PROBLEM DETAILS
Copy every one of the records below word for word, line by line, and leave out any pictures.

TASK MATERIAL
▽
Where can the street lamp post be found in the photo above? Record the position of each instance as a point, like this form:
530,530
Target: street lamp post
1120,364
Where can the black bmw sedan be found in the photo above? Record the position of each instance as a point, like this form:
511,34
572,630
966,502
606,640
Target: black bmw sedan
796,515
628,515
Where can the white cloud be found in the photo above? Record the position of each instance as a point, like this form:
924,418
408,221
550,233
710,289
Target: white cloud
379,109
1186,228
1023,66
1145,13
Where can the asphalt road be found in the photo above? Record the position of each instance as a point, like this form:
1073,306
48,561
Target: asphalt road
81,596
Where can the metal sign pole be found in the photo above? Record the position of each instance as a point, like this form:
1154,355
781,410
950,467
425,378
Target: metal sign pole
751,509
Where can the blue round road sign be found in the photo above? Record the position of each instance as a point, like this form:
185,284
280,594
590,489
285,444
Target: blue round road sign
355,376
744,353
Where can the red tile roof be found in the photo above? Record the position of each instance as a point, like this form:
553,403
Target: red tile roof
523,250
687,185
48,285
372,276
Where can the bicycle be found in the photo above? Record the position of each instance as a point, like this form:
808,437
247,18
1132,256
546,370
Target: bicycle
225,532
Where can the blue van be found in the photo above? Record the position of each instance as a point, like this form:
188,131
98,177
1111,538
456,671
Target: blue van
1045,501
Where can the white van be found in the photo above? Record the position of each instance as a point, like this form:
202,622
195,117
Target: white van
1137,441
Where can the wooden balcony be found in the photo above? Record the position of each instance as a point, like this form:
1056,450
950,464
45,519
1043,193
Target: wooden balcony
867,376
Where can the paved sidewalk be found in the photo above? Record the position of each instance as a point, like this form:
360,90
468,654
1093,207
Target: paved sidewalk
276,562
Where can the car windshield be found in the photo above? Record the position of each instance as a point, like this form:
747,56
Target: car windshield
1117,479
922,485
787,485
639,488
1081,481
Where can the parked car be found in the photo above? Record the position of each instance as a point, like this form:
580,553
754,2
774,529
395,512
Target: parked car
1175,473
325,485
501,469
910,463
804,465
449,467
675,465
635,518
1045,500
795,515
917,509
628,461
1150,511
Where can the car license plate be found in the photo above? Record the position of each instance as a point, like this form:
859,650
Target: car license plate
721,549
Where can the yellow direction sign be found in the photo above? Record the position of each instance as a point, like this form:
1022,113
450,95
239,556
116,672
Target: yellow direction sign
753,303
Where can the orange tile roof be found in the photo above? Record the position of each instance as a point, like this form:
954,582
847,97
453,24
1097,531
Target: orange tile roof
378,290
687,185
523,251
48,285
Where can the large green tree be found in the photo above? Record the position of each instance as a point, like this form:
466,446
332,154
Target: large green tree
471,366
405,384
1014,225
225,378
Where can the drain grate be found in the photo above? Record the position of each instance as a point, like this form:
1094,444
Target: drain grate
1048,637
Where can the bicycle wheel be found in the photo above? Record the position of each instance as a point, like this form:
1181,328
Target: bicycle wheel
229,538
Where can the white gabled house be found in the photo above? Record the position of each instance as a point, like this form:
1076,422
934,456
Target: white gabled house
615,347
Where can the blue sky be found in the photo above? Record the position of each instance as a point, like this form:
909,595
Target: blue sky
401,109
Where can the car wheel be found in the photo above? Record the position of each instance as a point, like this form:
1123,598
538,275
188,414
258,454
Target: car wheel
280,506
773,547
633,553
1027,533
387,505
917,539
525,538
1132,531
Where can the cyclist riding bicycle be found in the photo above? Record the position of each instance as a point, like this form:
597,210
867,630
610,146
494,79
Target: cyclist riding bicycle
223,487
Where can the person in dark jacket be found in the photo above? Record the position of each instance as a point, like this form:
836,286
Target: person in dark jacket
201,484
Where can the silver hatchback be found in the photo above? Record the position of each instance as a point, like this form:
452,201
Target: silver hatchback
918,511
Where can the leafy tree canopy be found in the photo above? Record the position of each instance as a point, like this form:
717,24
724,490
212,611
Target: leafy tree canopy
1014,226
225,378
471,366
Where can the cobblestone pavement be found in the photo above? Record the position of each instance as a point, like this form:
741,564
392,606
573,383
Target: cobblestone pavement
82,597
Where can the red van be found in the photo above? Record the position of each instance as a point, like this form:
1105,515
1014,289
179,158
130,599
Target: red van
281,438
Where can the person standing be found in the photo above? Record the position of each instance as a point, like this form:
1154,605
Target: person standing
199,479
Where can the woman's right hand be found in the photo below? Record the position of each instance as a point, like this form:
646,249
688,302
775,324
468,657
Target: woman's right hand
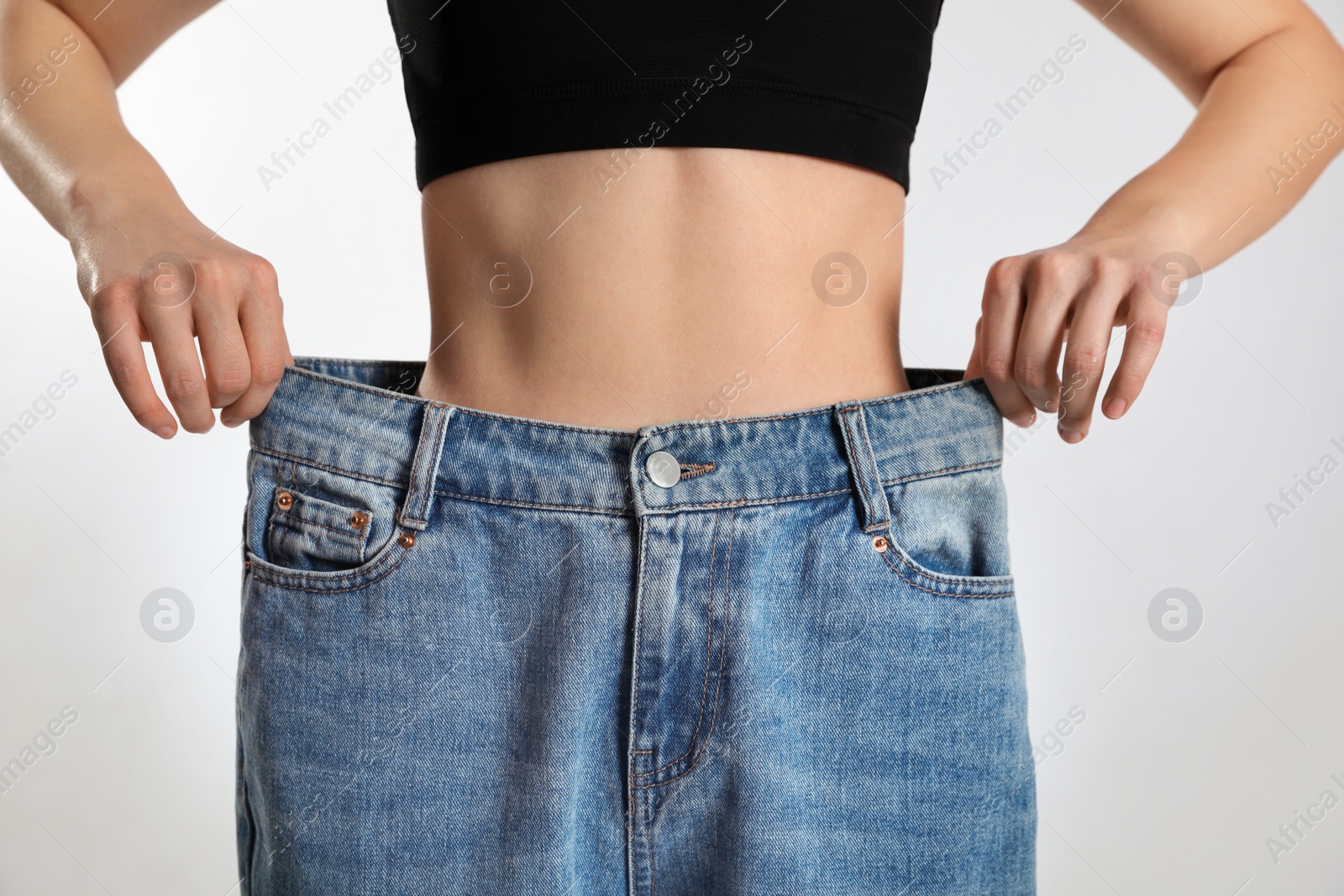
△
WRITTEN RESPONSE
Where can the street lamp post be found in the photo above? Record the position of each instance as a point, like this form:
530,530
Target: street lamp post
1120,364
Where can the black bmw sedan be found in the photo above? Record the position of each instance as a point, like this form:
511,34
572,630
966,502
606,640
Target: black bmw sedan
796,515
628,515
Where can the white cloud be found in the photo above? Record the position of each instance as a point, like this form:
924,418
408,221
550,233
710,289
Target: white cloud
379,109
1186,228
1023,66
1145,13
Where can the asphalt road be found in the photo above? Record the position of each instance as a point, like this form:
1073,306
48,561
Target: asphalt road
81,596
Where can the metal sign pole be found in the photo above? Record the position of each instance as a point, like this form:
1154,355
781,410
950,467
425,378
Target: metal sign pole
751,509
Where can the blue round road sign be found in the photo above? Record the position of each instance as a point, like this form:
185,284
280,594
590,489
285,444
Target: blue round road sign
355,376
744,353
Where can the red tile roof be found in the photo above? Record the position of each instance as a point, like this form:
553,403
Target: red tile roof
523,250
687,185
48,285
372,276
Where can the bicycle be found in the photo above? Record the position of each instance as a point, like this form:
808,437
247,18
1132,256
546,370
Target: bicycle
225,532
Where can the blue van be found in the photo above? Record the position of each instance as a point, like this form:
188,131
98,177
1111,538
456,671
Target: blue van
1045,501
Where can the white van be found in the photo above? Record the position of each instance as a point, like this form:
202,622
195,117
Target: white van
1137,441
Where can the wooden balcony be found in the photo above? Record the position of each instance as a point, like this form:
1056,450
950,464
45,519
1043,193
Target: wooden balcony
867,376
Where can the paved sidewalk be found in the photo above? Record the position of each instance as a point, like this form:
360,90
468,654
1093,207
Target: paved sidewalk
276,562
Where can the car windshield be found in the photo above? Record the position of each instance as a point, like this form:
747,56
Target: car windshield
1117,479
922,485
787,485
639,488
1081,481
Where can the parked car be found in the photo above? Record the position of each instance as a point, like this form:
580,553
754,2
774,529
395,512
Target: parked car
1175,473
325,485
501,469
910,463
804,465
449,467
675,465
635,518
1045,500
795,515
917,509
628,461
1150,511
Where can the car license plate be found in the photo above? Record the position of each instance as a point, like this form:
859,650
Target: car license plate
721,549
Where can the yellow direction sign be found in the photo above? Record the position of each instance as a point, like this form:
1022,113
450,95
239,556
116,672
Target: yellow direction sign
753,303
Where can the orange tile roof be found in the photo above? Record the position of each instance as a point, like this form:
954,582
847,97
453,24
1097,531
Target: orange tile roof
378,290
687,185
523,251
48,285
Where can the large green tree be found in the photo above? Record the position of each instance as a point, like this form:
466,446
332,154
Target: large green tree
471,366
405,384
1014,225
225,378
Where can the drain grate be found in the photo above? Record the position of each instance as a point, like this form:
1094,444
Target: drain grate
1048,637
Where can the bicycle wheel be found in the photo above? Record the position of each instance as a point, like this form:
1181,328
Target: bicycle wheel
229,538
Where can the white gabled house be found in the photo above? Record the position of each instance as a point, like this form:
1076,422
934,456
Target: white gabled house
615,347
Where can the blue sky be found in the photo above? Record the position of each instance as a point, like this form:
909,595
Target: blue sky
401,109
Where can the car wheel be found in the photo above? Record the position of each instance as a point, like this form:
1123,598
538,275
188,414
258,454
Target: car wheel
280,506
773,547
633,553
1027,533
387,505
917,539
525,538
1132,531
Where can the cyclist riding bicycle be found in the photo above? Record the position of each instance as a point, like this form:
597,210
867,630
610,146
494,79
Target: cyclist riding bicycle
223,487
Where can the person in dark jacket be found in the photo above? Record the position of each instance as a point, like this form:
836,286
Target: person in dark jacket
201,484
Where can the silver hatchback be found in the photo above? Record the position of each instance as a point, like this form:
452,201
Target: silver hatchback
918,511
Where can the leafy tree canopy be found in the photo above? Record the position of each instance as a point, like this form:
717,24
724,490
212,611
Target: leafy tree canopy
1014,226
225,378
471,366
Where can the cobblestone pavement be found in the photo above? Record the position of each instance as a point, like this form:
741,564
392,606
573,383
Target: cobblestone pavement
82,597
Where can the red van be found in the photo above? Record the position of each instance as a point, like this form:
1105,515
1014,289
179,158
130,599
Target: red van
281,438
Where can the person standing be found in the photo above? Record the position of each instance as a point, like this form:
1154,605
Target: person standing
199,479
Where can the woman's right hand be found in the photo below? Record the position of each instance as a point, like this form:
646,249
688,302
775,324
468,657
Target: woman's right hand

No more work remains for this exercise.